### 所给摘录 ###

上面的方法，由于使用具体类型的接口指针，因此程序的效率比较高。但是通过 QueryInterface 接口查询，然后再进行条件判断显然是比较烦琐的，所以这个方法适合于特定的已知网页设计内容的程序。在示例程序中，我则是直接使用 IDispatch 接口进行操作的，这个方式执行起来稍微慢一些，但程序比较简单。主要代码和说明如下：
#include < atlbase.h >
CComModule _Module; // 由于需要使用 CComDispatchDriver 的 IDispatch 包装类ATL智能指针，所以这个是必须的
#include < atlcom.h >
......
long nElemCount=0; //表单域的总数目
spFormElement->get_length( &nElemCount );

for(long j=0; j< nElemCount; j++)
{
CComDispatchDriver spInputElement; // IDispatch 的智能指针
spFormElement->item( CComVariant( j ), CComVariant(), &spInputElement );

CComVariant vName,vVal,vType; // 域名称，域值，域类型
spInputElement.GetPropertyByName( L"name", &vName );
spInputElement.GetPropertyByName( L"value",&vVal );
spInputElement.GetPropertyByName( L"type", &vType );
// 使用 IDispatch 的智能指针的好处就是：象上面这样读取、设置属性很简单
// 另外调用 Invoke 函数也异常方便，Invoke0(),Invoke1(),Invoke2()....
......

### 数据摘录 ###

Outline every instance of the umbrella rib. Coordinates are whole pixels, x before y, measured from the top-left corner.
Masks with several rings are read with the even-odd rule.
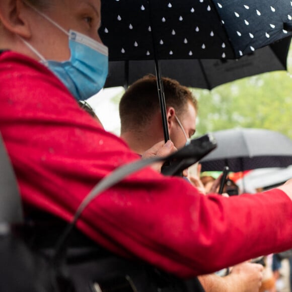
[[[212,88],[211,87],[211,85],[210,84],[210,83],[209,82],[209,81],[208,80],[208,79],[207,78],[207,74],[206,74],[206,71],[205,70],[205,68],[203,65],[202,61],[200,59],[198,59],[198,61],[199,63],[199,65],[200,66],[200,68],[201,68],[201,70],[202,71],[203,77],[204,77],[204,79],[205,80],[205,82],[206,82],[206,84],[207,85],[207,88],[209,90],[210,90],[211,89],[212,89]]]

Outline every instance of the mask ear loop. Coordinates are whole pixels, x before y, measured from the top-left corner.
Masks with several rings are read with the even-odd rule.
[[[30,44],[28,43],[25,40],[24,40],[21,36],[18,36],[20,39],[24,43],[24,44],[28,47],[41,60],[41,61],[45,63],[46,60],[45,59],[44,56],[39,53]]]
[[[45,14],[43,14],[42,12],[39,11],[35,7],[33,6],[30,3],[28,3],[26,1],[24,1],[24,3],[32,9],[33,9],[37,13],[38,13],[40,15],[41,15],[44,18],[45,18],[48,21],[50,22],[51,24],[55,25],[59,29],[61,30],[64,33],[66,34],[67,36],[69,35],[69,33],[64,29],[63,29],[60,25],[58,24],[56,22],[54,21],[52,19],[50,18],[48,16],[47,16]]]

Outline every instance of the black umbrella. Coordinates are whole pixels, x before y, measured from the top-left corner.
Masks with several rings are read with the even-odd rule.
[[[166,140],[159,60],[235,58],[292,34],[286,0],[103,0],[102,15],[110,60],[155,60]]]
[[[102,15],[111,60],[236,58],[291,34],[287,0],[103,0]]]
[[[256,50],[239,59],[162,60],[162,75],[189,87],[211,90],[244,77],[286,70],[291,37]],[[153,60],[111,61],[105,87],[128,86],[148,74],[155,75]]]
[[[217,148],[200,162],[202,171],[234,172],[292,164],[292,140],[278,132],[235,128],[212,133]]]

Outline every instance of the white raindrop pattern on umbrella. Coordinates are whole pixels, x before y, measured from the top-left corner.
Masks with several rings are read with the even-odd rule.
[[[224,0],[212,5],[207,0],[150,2],[151,7],[147,0],[102,2],[111,17],[103,19],[101,37],[106,44],[107,39],[115,40],[110,59],[153,59],[153,37],[160,59],[233,58],[278,39],[279,30],[281,37],[290,34],[283,28],[283,22],[292,23],[289,1],[286,19],[274,17],[285,3],[277,0],[268,0],[264,10],[254,0],[234,1],[236,8],[232,1]]]
[[[291,34],[290,32],[289,33],[284,29],[284,24],[290,27],[292,25],[292,2],[269,0],[266,2],[265,6],[259,6],[256,1],[242,1],[243,5],[238,2],[235,11],[233,11],[233,7],[231,7],[228,3],[225,3],[223,0],[219,0],[217,3],[218,12],[229,33],[231,42],[239,44],[235,46],[236,54],[242,56],[253,52],[256,47],[258,47],[257,43],[263,46],[272,42],[275,37],[279,39],[279,34],[280,38]],[[244,4],[247,2],[249,3],[249,5]],[[286,13],[277,16],[278,10],[285,11]],[[235,17],[227,17],[233,12]],[[226,17],[227,19],[225,19]],[[232,23],[232,25],[237,28],[236,32],[231,31],[230,25]],[[241,38],[246,40],[246,47],[244,51],[237,48],[240,47]],[[277,40],[275,38],[274,40]]]

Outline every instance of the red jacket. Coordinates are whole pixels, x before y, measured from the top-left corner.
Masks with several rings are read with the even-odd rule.
[[[13,52],[0,55],[0,111],[24,202],[65,220],[102,178],[139,159],[45,67]],[[277,189],[205,196],[147,168],[95,199],[78,227],[116,253],[186,277],[290,248],[292,202]]]

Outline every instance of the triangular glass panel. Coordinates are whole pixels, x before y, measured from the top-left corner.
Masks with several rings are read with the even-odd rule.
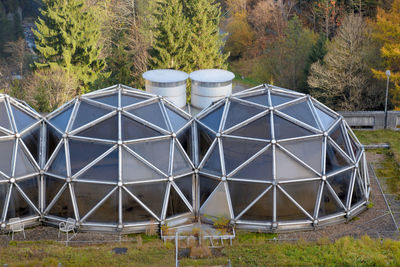
[[[176,192],[175,188],[171,186],[169,191],[166,217],[168,218],[186,212],[190,212],[188,206],[179,196],[178,192]]]
[[[203,203],[208,199],[208,197],[214,191],[214,189],[217,187],[219,181],[200,175],[199,183],[200,183],[199,199],[200,199],[200,206],[202,206]]]
[[[153,164],[159,170],[168,174],[170,160],[171,140],[156,140],[134,143],[128,145],[130,149],[139,154],[142,158]]]
[[[118,140],[118,116],[115,115],[76,134],[89,138]]]
[[[275,139],[287,139],[314,134],[305,128],[284,118],[274,115]]]
[[[74,206],[72,205],[71,193],[68,185],[64,188],[64,191],[50,209],[49,214],[62,218],[75,218]]]
[[[211,130],[218,132],[219,125],[221,124],[222,114],[224,113],[224,107],[225,105],[222,105],[217,109],[214,109],[204,118],[200,119],[200,121],[208,126]]]
[[[169,118],[169,121],[171,122],[172,125],[172,130],[177,132],[179,129],[181,129],[186,123],[187,119],[179,115],[177,112],[173,111],[169,107],[165,106],[165,110],[167,111],[167,115]]]
[[[67,177],[67,163],[65,161],[65,148],[64,144],[61,145],[60,150],[57,152],[56,157],[50,164],[48,173],[56,174],[61,177]]]
[[[271,93],[272,106],[277,106],[277,105],[292,101],[293,99],[295,99],[295,98],[292,96],[284,96],[284,95],[278,95],[278,94]]]
[[[268,94],[262,94],[262,95],[256,95],[256,96],[249,96],[249,97],[244,97],[243,100],[247,100],[256,104],[264,105],[264,106],[269,106],[268,104]]]
[[[14,146],[14,140],[0,141],[0,171],[7,176],[11,176]]]
[[[192,127],[189,126],[186,129],[182,130],[178,135],[177,139],[181,144],[183,150],[188,155],[189,159],[193,160],[193,152],[192,152]]]
[[[36,122],[36,119],[28,115],[25,111],[22,111],[19,108],[14,107],[13,105],[11,105],[11,109],[14,115],[15,124],[19,132],[22,132],[24,129],[28,128]]]
[[[286,106],[280,111],[316,129],[319,128],[307,101]]]
[[[250,163],[235,173],[232,177],[258,181],[271,181],[273,179],[272,163],[272,149],[268,148],[261,155],[253,159]]]
[[[186,157],[182,154],[181,150],[175,144],[174,147],[174,169],[172,171],[173,175],[179,175],[191,172],[193,170],[192,166],[190,165],[189,161]]]
[[[161,112],[160,104],[158,102],[134,108],[128,110],[128,112],[168,131],[164,115]]]
[[[118,107],[118,93],[106,96],[99,96],[92,99],[103,104]]]
[[[125,185],[125,187],[143,204],[145,204],[147,208],[157,215],[158,218],[161,218],[167,184],[167,182],[157,182]],[[132,199],[132,202],[136,201]],[[137,204],[140,206],[139,203]],[[136,203],[134,204],[134,207],[136,207]],[[146,213],[148,212],[146,211]]]
[[[279,148],[275,150],[276,156],[276,179],[279,181],[296,180],[301,178],[313,178],[317,175],[307,169],[295,159]]]
[[[344,151],[347,153],[347,155],[351,156],[350,151],[347,149],[345,137],[343,135],[342,128],[339,124],[336,124],[336,126],[332,129],[332,131],[329,133],[329,136],[335,141],[335,143]]]
[[[229,133],[229,135],[271,139],[270,115],[263,116]]]
[[[28,148],[29,153],[39,163],[40,152],[40,126],[33,128],[22,136],[22,141]]]
[[[179,190],[185,196],[187,201],[192,204],[193,201],[193,178],[192,175],[185,176],[174,180]]]
[[[131,195],[122,190],[122,221],[124,223],[133,223],[151,220],[155,220],[155,218]]]
[[[99,223],[118,223],[118,190],[115,190],[86,221]]]
[[[13,186],[6,219],[34,215],[35,209],[26,202],[19,190]]]
[[[365,200],[365,197],[360,183],[360,178],[358,175],[356,175],[356,180],[354,181],[353,195],[351,196],[351,206],[353,207],[363,200]]]
[[[7,193],[8,193],[9,183],[0,184],[0,214],[3,214],[3,209],[5,206]]]
[[[309,219],[280,189],[276,190],[276,217],[278,221]]]
[[[346,206],[347,194],[350,189],[352,174],[353,170],[348,170],[327,179],[328,183],[333,188],[333,191],[335,191],[336,195],[342,201],[344,206]]]
[[[57,127],[61,132],[65,132],[67,129],[68,122],[71,118],[71,113],[74,106],[70,106],[69,108],[63,110],[57,116],[53,117],[50,120],[50,123]]]
[[[222,138],[222,144],[227,174],[267,145],[265,142],[229,137]]]
[[[78,112],[75,115],[72,130],[75,130],[91,121],[94,121],[95,119],[98,119],[109,112],[109,110],[81,101],[79,104]]]
[[[93,160],[106,152],[111,145],[92,143],[78,140],[69,140],[69,155],[71,174],[75,175],[79,170],[86,167]]]
[[[229,194],[231,196],[231,203],[233,213],[239,215],[252,201],[254,201],[262,192],[267,189],[269,185],[262,185],[259,183],[247,183],[239,181],[229,181]]]
[[[215,134],[209,131],[207,128],[197,124],[197,141],[199,146],[199,162],[201,162],[210,148]]]
[[[10,119],[8,118],[6,102],[0,102],[0,127],[12,131]],[[0,204],[1,205],[1,204]]]
[[[150,128],[149,126],[132,120],[126,116],[121,117],[121,125],[121,135],[123,140],[142,139],[161,135],[153,128]]]
[[[335,121],[335,118],[332,117],[331,115],[328,115],[326,112],[322,111],[318,107],[315,107],[315,110],[317,112],[319,120],[322,123],[323,130],[326,131],[327,129],[329,129],[329,127]]]
[[[219,154],[218,142],[215,143],[214,148],[206,160],[202,171],[209,172],[211,174],[221,175],[221,156]]]
[[[99,203],[111,190],[113,185],[74,183],[76,204],[79,216],[85,216],[97,203]]]
[[[47,125],[46,127],[46,162],[49,160],[58,143],[60,143],[61,135],[52,126]]]
[[[338,212],[344,211],[339,203],[336,202],[331,191],[328,187],[324,185],[324,191],[321,196],[321,203],[319,204],[318,217],[325,217],[327,215],[332,215]]]
[[[280,143],[290,153],[308,164],[317,172],[322,172],[322,137],[293,140]]]
[[[272,221],[274,209],[274,193],[271,188],[250,209],[248,209],[239,220]]]
[[[118,150],[116,149],[79,175],[78,180],[118,182],[118,158]]]
[[[161,174],[122,149],[122,179],[124,182],[149,181],[163,178]]]
[[[211,217],[230,218],[228,196],[225,191],[225,183],[221,182],[207,201],[201,206],[200,214]]]
[[[121,105],[123,107],[139,103],[143,100],[146,100],[146,98],[138,97],[138,96],[130,96],[130,95],[125,95],[125,94],[121,95]]]
[[[283,190],[286,191],[304,210],[312,217],[314,216],[315,206],[317,205],[317,197],[320,187],[320,180],[304,181],[296,183],[280,184]],[[278,200],[277,200],[278,201]],[[278,201],[279,202],[279,201]],[[282,206],[284,203],[282,203]],[[298,208],[296,208],[297,210]],[[283,209],[282,209],[283,211]],[[302,216],[305,216],[301,212]]]
[[[53,178],[47,175],[44,176],[45,207],[47,207],[51,203],[51,201],[53,201],[54,197],[57,195],[64,184],[64,180]]]
[[[224,129],[225,130],[229,129],[232,126],[235,126],[236,124],[257,115],[262,111],[263,109],[257,106],[250,106],[241,104],[239,102],[231,101]]]
[[[21,148],[21,145],[18,145],[18,153],[17,153],[17,161],[15,164],[15,177],[21,177],[28,174],[33,174],[35,172],[39,172],[32,162],[28,159],[28,156],[25,154],[25,151]]]
[[[350,162],[344,157],[330,142],[326,145],[326,167],[325,172],[330,173],[332,171],[340,170],[341,168],[350,165]]]
[[[24,194],[30,199],[33,205],[39,209],[39,176],[20,180],[17,182],[17,184]]]

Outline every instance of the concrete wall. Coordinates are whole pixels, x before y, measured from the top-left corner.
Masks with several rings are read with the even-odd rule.
[[[383,129],[385,126],[384,111],[339,111],[352,128]],[[389,111],[387,127],[400,130],[400,111]]]

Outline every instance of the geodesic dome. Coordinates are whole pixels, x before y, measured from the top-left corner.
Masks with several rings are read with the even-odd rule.
[[[143,230],[193,213],[192,120],[168,101],[117,85],[46,118],[44,216],[81,229]]]
[[[340,115],[308,95],[258,86],[203,110],[196,129],[203,220],[288,230],[365,208],[362,145]]]
[[[40,216],[41,117],[24,102],[0,94],[0,223]]]

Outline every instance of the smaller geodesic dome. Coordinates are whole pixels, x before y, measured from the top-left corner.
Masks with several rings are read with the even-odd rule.
[[[46,118],[44,217],[86,230],[143,230],[193,212],[192,120],[153,94],[116,85]]]
[[[255,230],[307,229],[351,218],[368,201],[362,145],[308,95],[262,85],[196,118],[199,214]]]
[[[27,104],[0,94],[0,222],[40,217],[41,117]]]

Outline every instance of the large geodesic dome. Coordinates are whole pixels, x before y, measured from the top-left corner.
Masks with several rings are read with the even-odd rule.
[[[158,96],[117,85],[46,121],[44,217],[81,229],[141,231],[190,220],[192,119]]]
[[[362,145],[308,95],[262,85],[196,118],[199,214],[239,228],[293,230],[349,219],[370,192]]]
[[[24,102],[0,94],[0,223],[40,217],[40,115]]]

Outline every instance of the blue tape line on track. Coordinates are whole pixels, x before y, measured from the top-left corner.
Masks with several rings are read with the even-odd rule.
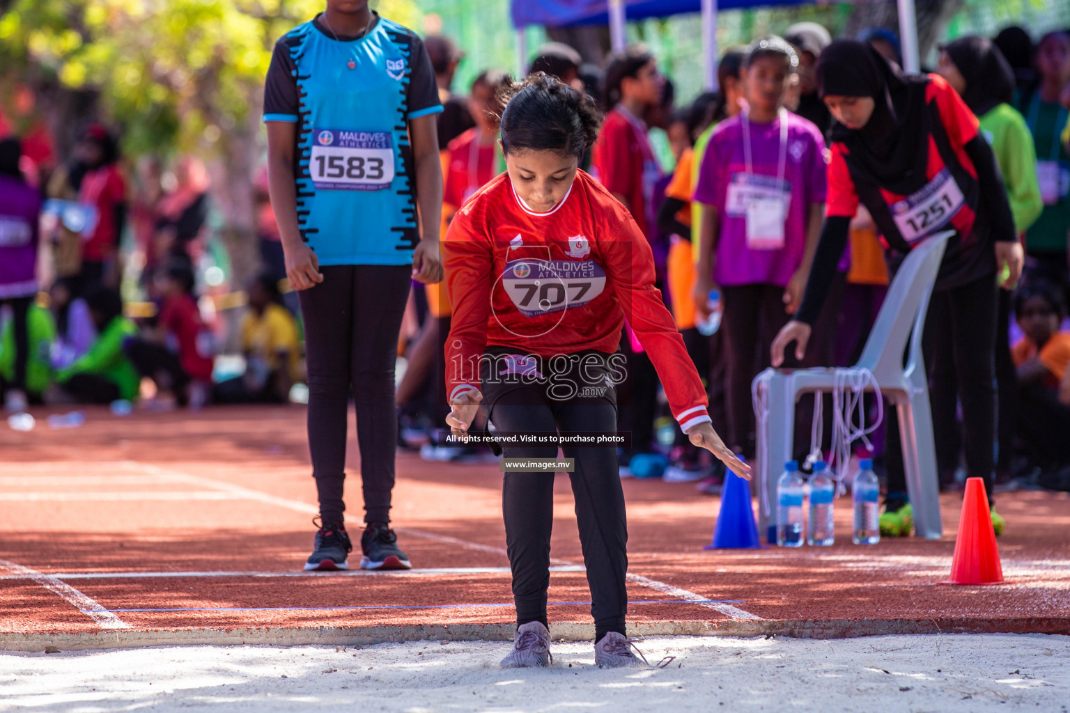
[[[587,606],[591,602],[548,602],[547,606]],[[733,599],[673,599],[673,600],[641,600],[628,604],[746,604],[743,600]],[[471,609],[478,607],[516,606],[508,604],[391,604],[382,606],[190,606],[173,609],[108,609],[114,614],[144,611],[351,611],[369,609]]]

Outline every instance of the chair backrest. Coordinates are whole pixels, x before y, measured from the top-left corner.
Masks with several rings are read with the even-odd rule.
[[[912,334],[912,361],[917,356],[914,352],[920,351],[929,296],[944,259],[947,241],[953,234],[952,231],[937,233],[911,250],[888,286],[884,305],[881,306],[873,329],[866,340],[862,355],[855,365],[873,372],[877,384],[890,383],[888,379],[903,374],[903,351]]]

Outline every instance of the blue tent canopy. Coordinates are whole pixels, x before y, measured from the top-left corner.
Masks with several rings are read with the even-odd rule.
[[[761,5],[801,5],[813,0],[718,0],[718,10]],[[513,24],[518,28],[542,25],[550,28],[608,25],[607,0],[513,0]],[[701,0],[632,0],[625,2],[629,20],[668,17],[702,10]]]

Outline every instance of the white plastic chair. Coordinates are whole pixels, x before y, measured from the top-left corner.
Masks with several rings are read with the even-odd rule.
[[[943,526],[921,335],[936,273],[948,237],[952,234],[947,231],[926,239],[903,260],[866,340],[861,357],[851,368],[869,370],[881,393],[898,409],[906,491],[914,510],[915,530],[928,540],[938,539],[943,534]],[[907,339],[910,355],[903,367]],[[784,463],[792,460],[795,404],[802,393],[831,392],[837,373],[846,370],[778,369],[767,370],[754,379],[755,388],[762,388],[759,385],[761,379],[767,389],[768,405],[765,418],[762,414],[755,415],[760,431],[756,472],[763,490],[760,525],[764,532],[776,524],[777,479]],[[873,390],[872,383],[868,390]]]

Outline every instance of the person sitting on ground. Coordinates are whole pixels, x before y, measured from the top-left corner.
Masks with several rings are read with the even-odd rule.
[[[7,310],[0,309],[0,389],[15,378],[15,321]],[[26,312],[28,357],[26,362],[26,399],[30,404],[40,404],[42,394],[52,383],[51,365],[48,353],[56,339],[56,322],[51,312],[40,305],[30,305]]]
[[[269,274],[248,286],[249,309],[242,317],[245,373],[216,385],[216,403],[286,403],[301,379],[297,323],[282,306],[278,281]]]
[[[1059,471],[1070,483],[1070,332],[1060,331],[1066,304],[1045,282],[1026,284],[1014,296],[1014,317],[1025,337],[1011,354],[1018,367],[1018,435],[1042,478]],[[1067,490],[1067,489],[1060,489]]]
[[[59,388],[46,402],[106,404],[137,398],[141,377],[123,354],[123,344],[137,335],[137,325],[123,316],[123,300],[117,290],[98,286],[86,295],[100,337],[89,351],[56,373]]]
[[[157,277],[163,297],[158,326],[126,344],[142,376],[170,391],[180,406],[204,405],[212,382],[212,334],[194,298],[194,273],[185,262],[169,264]]]

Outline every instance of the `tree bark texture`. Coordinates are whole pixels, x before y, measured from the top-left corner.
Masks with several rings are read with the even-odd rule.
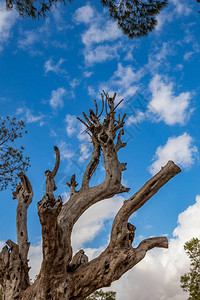
[[[109,199],[116,194],[128,192],[122,185],[122,172],[126,163],[118,160],[118,151],[126,146],[122,142],[124,134],[124,116],[116,118],[115,97],[102,93],[102,109],[98,113],[89,110],[78,118],[91,137],[93,153],[83,175],[82,184],[76,190],[75,174],[67,185],[70,199],[63,204],[61,197],[54,197],[55,176],[60,164],[59,149],[54,147],[56,162],[53,171],[47,170],[46,191],[38,202],[38,215],[42,227],[43,261],[40,273],[31,285],[29,280],[28,251],[30,243],[27,233],[27,209],[32,201],[33,191],[28,177],[19,174],[21,183],[13,192],[17,199],[17,244],[8,240],[0,253],[0,284],[4,300],[81,300],[99,288],[110,286],[125,272],[134,267],[154,247],[167,248],[166,237],[149,238],[136,248],[132,246],[135,226],[129,223],[129,217],[143,206],[171,178],[180,172],[180,168],[169,161],[162,169],[147,181],[132,197],[124,201],[118,211],[111,230],[110,242],[99,257],[88,261],[84,250],[72,253],[71,234],[79,217],[93,204]],[[120,102],[121,103],[121,102]],[[105,112],[103,121],[102,114]],[[90,187],[90,179],[103,155],[105,180]],[[109,200],[107,200],[109,201]]]

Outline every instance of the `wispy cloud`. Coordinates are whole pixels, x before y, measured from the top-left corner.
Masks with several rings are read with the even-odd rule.
[[[64,106],[63,98],[66,95],[66,89],[60,87],[57,90],[51,92],[51,97],[49,99],[49,104],[53,109],[62,108]]]
[[[44,115],[39,113],[34,114],[29,108],[19,107],[16,111],[16,115],[23,116],[26,123],[39,123],[40,126],[44,125]]]
[[[5,45],[11,37],[11,30],[16,22],[17,13],[15,11],[7,11],[3,1],[0,2],[0,52],[3,51]]]
[[[73,16],[73,21],[76,24],[89,24],[94,20],[95,11],[91,5],[87,4],[82,7],[79,7]]]
[[[191,115],[189,109],[191,93],[183,92],[174,95],[173,82],[166,83],[158,74],[150,82],[152,100],[149,103],[149,111],[156,112],[157,121],[164,121],[167,125],[185,124]]]
[[[72,137],[77,132],[77,118],[73,115],[65,116],[66,132],[69,137]]]
[[[184,251],[185,242],[200,239],[200,196],[178,216],[178,226],[169,240],[169,249],[153,249],[131,271],[112,284],[118,299],[186,300],[180,288],[180,276],[189,271],[190,260]],[[136,230],[137,232],[137,230]],[[134,283],[134,284],[133,284]]]
[[[75,224],[72,232],[72,246],[74,252],[84,246],[84,243],[92,241],[95,236],[103,229],[104,222],[114,218],[124,198],[114,196],[96,203],[90,207]],[[98,215],[98,218],[96,217]]]
[[[116,22],[106,20],[106,17],[100,15],[90,4],[78,8],[73,20],[76,24],[86,25],[82,34],[86,64],[92,65],[118,57],[122,45],[115,42],[123,37],[123,34]]]
[[[197,147],[188,133],[177,137],[170,137],[164,146],[159,146],[154,156],[154,162],[149,167],[149,172],[154,175],[169,160],[174,161],[182,168],[189,168],[195,162]]]

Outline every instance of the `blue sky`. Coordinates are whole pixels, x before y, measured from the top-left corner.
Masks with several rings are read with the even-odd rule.
[[[83,215],[74,229],[74,251],[84,247],[90,258],[98,255],[123,200],[174,160],[182,173],[131,218],[137,227],[135,244],[167,235],[169,250],[151,251],[111,288],[118,300],[132,299],[133,293],[140,300],[187,299],[179,287],[179,277],[188,268],[183,244],[193,236],[200,238],[199,4],[170,0],[158,16],[156,30],[133,40],[109,19],[99,1],[58,5],[40,22],[20,19],[16,12],[5,11],[4,4],[1,1],[1,116],[23,119],[28,130],[19,142],[31,159],[27,175],[34,190],[28,213],[31,276],[41,261],[37,202],[44,192],[44,171],[53,168],[53,146],[59,147],[62,157],[55,194],[67,201],[65,182],[74,173],[81,181],[91,153],[76,116],[87,112],[94,99],[100,104],[104,89],[111,95],[117,92],[117,101],[125,99],[118,110],[127,112],[127,146],[119,157],[127,162],[123,182],[131,190]],[[101,160],[92,184],[103,178]],[[0,205],[3,245],[9,238],[16,240],[16,201],[11,191],[0,193]]]

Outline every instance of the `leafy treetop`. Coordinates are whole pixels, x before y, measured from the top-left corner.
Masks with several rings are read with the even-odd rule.
[[[67,0],[71,3],[71,0]],[[100,0],[109,10],[110,17],[129,38],[142,37],[153,31],[156,16],[168,3],[167,0]],[[17,9],[23,18],[45,18],[53,5],[65,0],[6,0],[7,9]]]

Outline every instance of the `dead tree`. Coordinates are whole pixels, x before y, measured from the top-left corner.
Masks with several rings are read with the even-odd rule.
[[[17,199],[17,244],[8,240],[0,253],[0,284],[6,300],[81,300],[95,290],[110,286],[125,272],[134,267],[154,247],[167,248],[166,237],[149,238],[136,248],[132,246],[135,226],[128,222],[129,217],[143,206],[172,177],[180,172],[180,168],[169,161],[162,169],[147,181],[132,197],[124,201],[112,225],[110,242],[99,257],[88,261],[83,250],[74,256],[71,247],[72,229],[79,217],[93,204],[116,194],[128,192],[129,188],[121,183],[122,172],[126,163],[118,160],[118,151],[126,146],[122,142],[125,115],[116,118],[115,97],[102,94],[102,109],[98,112],[89,110],[78,118],[86,127],[91,137],[93,153],[86,167],[80,189],[76,190],[75,175],[72,175],[68,186],[70,199],[63,204],[59,196],[56,200],[53,192],[56,189],[56,176],[60,155],[55,147],[56,163],[53,171],[46,171],[46,192],[38,202],[38,214],[42,227],[43,261],[40,273],[30,285],[28,267],[28,234],[27,209],[32,201],[33,192],[27,176],[19,174],[21,183],[17,186],[13,197]],[[105,116],[103,118],[103,113]],[[101,122],[101,120],[103,121]],[[115,141],[116,140],[116,141]],[[90,186],[90,180],[103,155],[105,180]]]

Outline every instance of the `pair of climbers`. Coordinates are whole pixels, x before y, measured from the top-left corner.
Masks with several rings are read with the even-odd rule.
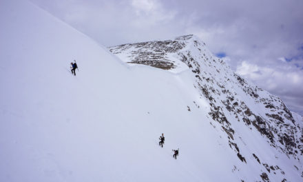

###

▶ **练习题目**
1. 请改写所给摘录中从“for(long j=0; j<”开始、到“另外调用 Invoke 函数也异常方便，Invoke0(),Invoke1(),Invoke2()....”结束的部分，将其中的“spInputElement”一律换成“spFieldElement”。
2. 所给摘录中用 GetPropertyByName 读取了哪些属性名？请全部列出。
这些数据来自另一个来源。

▶ **练习答案**
1.
for(long j=0; j< nElemCount; j++)
{
CComDispatchDriver spFieldElement; // IDispatch 的智能指针
spFormElement->item( CComVariant( j ), CComVariant(), &spFieldElement );

CComVariant vName,vVal,vType; // 域名称，域值，域类型
spFieldElement.GetPropertyByName( L"name", &vName );
spFieldElement.GetPropertyByName( L"value",&vVal );
spFieldElement.GetPropertyByName( L"type", &vType );
// 使用 IDispatch 的智能指针的好处就是：象上面这样读取、设置属性很简单
// 另外调用 Invoke 函数也异常方便，Invoke0(),Invoke1(),Invoke2()....

2. name、value、type